> _REQUEST_
Write the next part of the forum thread on cheaper alternatives to K&N air filters, picking up after its last post.

> _ARTICLE_
* BEGIN *

# Alternative k&N



## a_d_y_a (Feb 25, 2005)

i decided to put new air filters in. I decided to put K&n. But they are 60 bucks...wtf?

poor student cannot afford..is it really worth it?
or any other lower priced alternative


----------



## PSr_SEX-R (Feb 1, 2005)

a_d_y_a said:


> i decided to put new air filters in. I decided to put K&n. But they are 60 bucks...wtf?
> 
> poor student cannot afford..is it really worth it?
> or any other lower priced alternative



ill sell you mine for 20 bucks but you pay for shipping selling it cuz i got a cold-air

and ill even clean it for yeah before i send it

otherwise you could just buy a cone filter you can find some cheep ones out there


----------



## pete? (Jul 6, 2004)

PSr_SEX-R said:


> otherwise you could just buy a cone filter you can find some cheep ones out there


dont forget you need the adaptor too.


----------



## ekizz (Jan 7, 2005)

how much of a difference does a K&N filter make performance-wise, compared to an ebay filter?

also if you want to clean out your filter, do you just wash it under water then reoil it or what? and how often should you clean your filter


----------



## a_d_y_a (Feb 25, 2005)

ekizz said:


> how much of a difference does a K&N filter make performance-wise, compared to an ebay filter?
> 
> also if you want to clean out your filter, do you just wash it under water then reoil it or what? and how often should you clean your filter


I would like to know this info too.
How old is ur K&N?

After some googling( it is a verb now) I found the K&N new for 35.

How much will it improve the car?

What is a cold air intake and how does it work? How mucvh gain with that?
Any cheap ones?

i am student - loooking for bang for the buck...

u would die if i told you how much i paid for my sentra...
LOL


----------



## Zac (Mar 10, 2004)

you wont notice much performance but you will increase gas mileage enough that you will notice it.


----------



## a_d_y_a (Feb 25, 2005)

NickZac said:


> you wont notice much performance but you will increase gas mileage enough that you will notice it.


that is great news.. by how much do you reckon?


----------



## Zac (Mar 10, 2004)

I honestly could not tell you the exact on your car. I definately got 20 +/- miles more per tank and the air filter I replaced was dirty, but not filthy. I eventually went to a cold air intake and the K&N drop filter and whole stock airbox assembly are just chillin in the basement. You will notice even better mileage with a CAI than a K&N and without a doubt a good power gain. If you are on a budget, I would just get the K&N unless you find a good used CAI. The K&N is cleanable and only needs to be cleaned about every 50k miles. In the long run, it saves money for gas so there is no reason not to live it up.

* END *

> _DATA SHOWN_
* BEGIN *

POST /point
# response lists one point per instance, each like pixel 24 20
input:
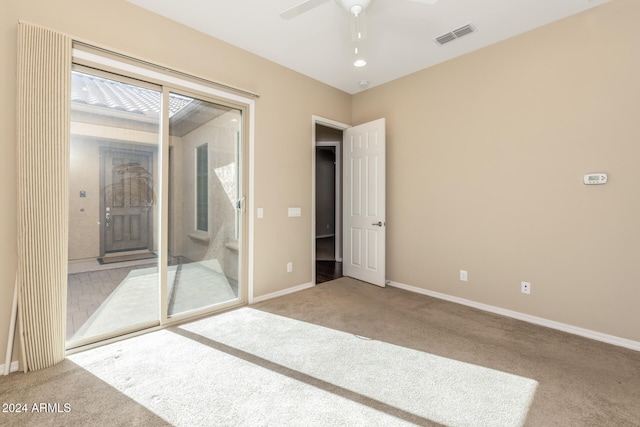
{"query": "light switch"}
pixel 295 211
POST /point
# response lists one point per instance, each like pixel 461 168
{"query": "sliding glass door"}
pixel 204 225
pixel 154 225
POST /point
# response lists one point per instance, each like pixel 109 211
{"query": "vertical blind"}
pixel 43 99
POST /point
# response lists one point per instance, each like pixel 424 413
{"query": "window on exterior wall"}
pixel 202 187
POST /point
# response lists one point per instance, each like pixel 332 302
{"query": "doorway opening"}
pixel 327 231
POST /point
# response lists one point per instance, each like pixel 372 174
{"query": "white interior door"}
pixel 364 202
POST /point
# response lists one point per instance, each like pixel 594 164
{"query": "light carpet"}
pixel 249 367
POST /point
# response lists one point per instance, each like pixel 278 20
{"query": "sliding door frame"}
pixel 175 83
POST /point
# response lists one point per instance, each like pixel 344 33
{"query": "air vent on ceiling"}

* END *
* BEGIN *

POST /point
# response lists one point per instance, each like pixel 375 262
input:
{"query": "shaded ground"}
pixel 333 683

* END *

> _FINAL ANSWER_
----------



## a_d_y_a (Feb 25, 2005)

NickZac said:


> . You will notice even better mileage with a CAI than a K&N and without a doubt a good power gain. If you are on a budget, I would just get the K&N unless you find a good used CAI. The K&N is cleanable and only needs to be cleaned about every 50k miles. In the long run, it saves money for gas so there is no reason not to live it up.


where to get a good used CAI for my B13?
cheap one at Walmart??


----------



## Zac (Mar 10, 2004)

a_d_y_a said:


> where to get a good used CAI for my B13?
> cheap one at Walmart??


No, you dont want to cheap out on brands for cold air intakes. Our forum here in the classified section currently has multiple used HotShot CAIs for your car up for sale. I honestly dont know all the good names for your car, but if you search in your section I'm sure you can find out what you need to know. Goodluck.


----------



## PeaNutB13 (Apr 14, 2004)

PSr_SEX-R said:


> ill sell you mine for 20 bucks but you pay for shipping selling it cuz i got a cold-air
> 
> and ill even clean it for yeah before i send it
> 
> otherwise you could just buy a cone filter you can find some cheep ones out there


Buy PSr's K&N filter then use a hole saw and cut some 2" holes in the bottom of your air box, about 6 would be plenty. voila you have a cheap intake. 

K&N recomends not washing the filter element more than 26 times so unless the filter has been washed/ dried with a Preassure washer / dried with compressed air a used filter should be fine. 

PeaNutB13


----------



## Twiz (Aug 24, 2004)

Hotshot CAI came with some filter called SPW... it's got a funnel opening on top also to let air in, I like those... I'd say any performance air filter that doesn't rust is good. 15 or 60 bucks... I don't believe in any difference anymore. Get one that has that opening on top also... they let even more air in... I don't like the HKS mushroom kind... they're very ugly... looks like sponge bob oval pants.


----------



## pete? (Jul 6, 2004)

http://cgi.ebay.com/ebaymotors/ws/eBayISAPI.dll?ViewItem&rd=1&item=7956924624&category=38634

^youll get a nice sounds too, later you can upgrade to a K&N conefilter, but that one should be fine for at least a few months.


----------



## PeaNutB13 (Apr 14, 2004)

Twiz said:


> Hotshot CAI came with some filter called SPW... it's got a funnel opening on top also to let air in, I like those... I'd say any performance air filter that doesn't rust is good. 15 or 60 bucks... I don't believe in any difference anymore. Get one that has that opening on top also... they let even more air in... I don't like the HKS mushroom kind... they're very ugly... looks like sponge bob oval pants.


UMMMM......


----------



## PeaNutB13 (Apr 14, 2004)

And....








Ok I ripped this stuff of another site. Which was ripped from the amsoil site. If you look at the K&N filter it looks like it came off a diessel application. A well maintained K&N is still the way to go IMHO.


----------



## ekizz (Jan 7, 2005)

does a 3 inch intake have better power gains or performance as opposed to a 2.5 inch intake?


----------



## pete? (Jul 6, 2004)

ekizz said:


> does a 3 inch intake have better power gains or performance as opposed to a 2.5 inch intake?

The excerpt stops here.